● EXERCISE PROMPT
Give the entries again, word for word.

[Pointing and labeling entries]

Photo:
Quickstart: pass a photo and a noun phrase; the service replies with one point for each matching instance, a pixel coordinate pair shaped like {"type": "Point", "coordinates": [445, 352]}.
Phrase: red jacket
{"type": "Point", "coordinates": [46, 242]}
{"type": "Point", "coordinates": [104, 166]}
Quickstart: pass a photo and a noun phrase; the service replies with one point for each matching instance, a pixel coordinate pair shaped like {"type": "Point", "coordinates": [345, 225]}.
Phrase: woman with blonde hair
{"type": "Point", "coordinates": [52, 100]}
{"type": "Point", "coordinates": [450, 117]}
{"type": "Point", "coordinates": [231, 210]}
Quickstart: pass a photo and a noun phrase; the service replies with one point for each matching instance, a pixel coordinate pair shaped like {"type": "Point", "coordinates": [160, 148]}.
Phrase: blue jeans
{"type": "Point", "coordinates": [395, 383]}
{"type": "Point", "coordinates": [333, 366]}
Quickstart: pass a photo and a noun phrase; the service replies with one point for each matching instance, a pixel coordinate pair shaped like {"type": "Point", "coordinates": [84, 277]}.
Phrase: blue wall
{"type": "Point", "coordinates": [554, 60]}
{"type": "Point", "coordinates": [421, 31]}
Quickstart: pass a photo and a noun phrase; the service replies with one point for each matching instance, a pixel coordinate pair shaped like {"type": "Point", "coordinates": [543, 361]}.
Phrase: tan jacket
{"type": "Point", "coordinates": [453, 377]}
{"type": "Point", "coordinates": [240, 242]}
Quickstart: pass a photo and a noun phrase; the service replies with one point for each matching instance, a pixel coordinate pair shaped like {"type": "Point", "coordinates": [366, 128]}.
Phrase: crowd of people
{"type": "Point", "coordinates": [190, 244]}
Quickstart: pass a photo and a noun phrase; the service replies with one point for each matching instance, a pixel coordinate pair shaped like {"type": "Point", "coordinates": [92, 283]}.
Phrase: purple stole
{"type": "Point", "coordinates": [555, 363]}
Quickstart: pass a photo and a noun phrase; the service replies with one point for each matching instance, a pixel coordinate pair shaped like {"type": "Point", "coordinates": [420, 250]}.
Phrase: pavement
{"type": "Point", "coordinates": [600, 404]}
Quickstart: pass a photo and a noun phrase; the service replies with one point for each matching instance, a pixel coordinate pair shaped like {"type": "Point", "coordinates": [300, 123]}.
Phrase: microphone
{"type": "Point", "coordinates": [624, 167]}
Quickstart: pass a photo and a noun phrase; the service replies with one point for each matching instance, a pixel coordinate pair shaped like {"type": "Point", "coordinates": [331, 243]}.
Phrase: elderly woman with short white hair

● TASK SOLUTION
Photo:
Quickstart: pass a photo and a noun phrase; the service replies with one point for each matching instance, a pixel coordinate pair shaped like {"type": "Point", "coordinates": [445, 352]}.
Phrase: red jacket
{"type": "Point", "coordinates": [46, 242]}
{"type": "Point", "coordinates": [104, 166]}
Quickstart: pass a photo and a noun phrase; the service replies with one point for each matching instance, a pixel coordinate pair shaped like {"type": "Point", "coordinates": [345, 225]}.
Phrase: woman with blonde hair
{"type": "Point", "coordinates": [52, 100]}
{"type": "Point", "coordinates": [450, 117]}
{"type": "Point", "coordinates": [231, 210]}
Quickstart: pass a photo and a noun phrase; the service replies with one point for each matching instance, a pixel coordinate pair shaped like {"type": "Point", "coordinates": [160, 148]}.
Phrase: blue jeans
{"type": "Point", "coordinates": [395, 383]}
{"type": "Point", "coordinates": [333, 366]}
Quickstart: pass a photo and a noun phrase; the service replies with one point for each matching instance, a pixel coordinate pair shaped like {"type": "Point", "coordinates": [84, 277]}.
Phrase: blue wall
{"type": "Point", "coordinates": [554, 60]}
{"type": "Point", "coordinates": [421, 31]}
Quickstart: pass a photo and a noun phrase; the service replies with one point for each matching instance, a pixel coordinate pair shaped like {"type": "Point", "coordinates": [543, 361]}.
Phrase: tan jacket
{"type": "Point", "coordinates": [453, 377]}
{"type": "Point", "coordinates": [240, 242]}
Quickstart: pass a photo and a noun phrase; the service replies with one point for each matching instance, a pixel coordinate pair shaped like {"type": "Point", "coordinates": [366, 128]}.
Phrase: crowd of people
{"type": "Point", "coordinates": [190, 244]}
Quickstart: pass a photo and a noun phrase; the service replies with one point for each matching instance, a pixel coordinate pair shaped like {"type": "Point", "coordinates": [92, 283]}.
Phrase: purple stole
{"type": "Point", "coordinates": [555, 363]}
Quickstart: pass a photo and a noun phrase; the service replies with one point for each matching instance, a pixel coordinate pair shaped like {"type": "Point", "coordinates": [420, 250]}.
Phrase: pavement
{"type": "Point", "coordinates": [600, 404]}
Quickstart: pass a photo and a noun phrase; the service replies with one point for each matching instance, a pixel coordinate pair shaped like {"type": "Point", "coordinates": [300, 123]}.
Phrase: microphone
{"type": "Point", "coordinates": [624, 167]}
Quickstart: pass a photo and a noun phrase; the service replies with one point for each matching instance, a pixel coordinate pair shaped like {"type": "Point", "coordinates": [331, 243]}.
Phrase: elderly woman with short white hair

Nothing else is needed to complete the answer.